▸ **Do this**
Present every row below as a numbered list, skipping any blank lines.

Entries drawn from a collection
______________________________
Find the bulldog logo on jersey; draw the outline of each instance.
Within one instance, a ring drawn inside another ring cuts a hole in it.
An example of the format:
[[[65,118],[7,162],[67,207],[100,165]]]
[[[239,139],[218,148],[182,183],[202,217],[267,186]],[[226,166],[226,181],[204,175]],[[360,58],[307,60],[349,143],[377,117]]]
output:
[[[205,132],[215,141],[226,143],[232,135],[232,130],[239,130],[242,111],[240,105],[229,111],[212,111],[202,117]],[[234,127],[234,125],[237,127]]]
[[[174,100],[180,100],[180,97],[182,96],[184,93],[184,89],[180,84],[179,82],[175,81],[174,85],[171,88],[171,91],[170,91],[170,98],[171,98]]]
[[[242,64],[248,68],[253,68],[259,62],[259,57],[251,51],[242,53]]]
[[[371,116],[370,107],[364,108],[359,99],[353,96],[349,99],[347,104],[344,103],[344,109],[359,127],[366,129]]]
______________________________
▸ **Result for this exercise**
1. Find the bulldog logo on jersey; draw the outline of each instance.
2. Within one instance, a ring drawn inside another ring cuts a hole in it.
3. An example of the format:
4. [[[65,118],[7,162],[67,207],[100,165]]]
5. [[[239,139],[218,148],[182,183],[202,217],[267,186]],[[226,166],[226,181],[204,175]],[[360,58],[307,60],[349,143],[377,117]]]
6. output:
7. [[[205,132],[215,141],[226,143],[232,135],[232,130],[239,130],[242,111],[240,105],[229,111],[212,111],[202,117]],[[234,127],[234,125],[237,127]]]
8. [[[174,100],[180,100],[180,97],[182,96],[184,93],[184,89],[180,84],[179,82],[175,81],[174,85],[171,88],[171,91],[170,91],[170,98],[171,98]]]
9. [[[242,64],[248,68],[253,68],[259,62],[259,57],[251,51],[242,53]]]
10. [[[371,116],[370,107],[364,108],[359,99],[353,96],[349,99],[347,104],[344,103],[344,109],[359,127],[366,129]]]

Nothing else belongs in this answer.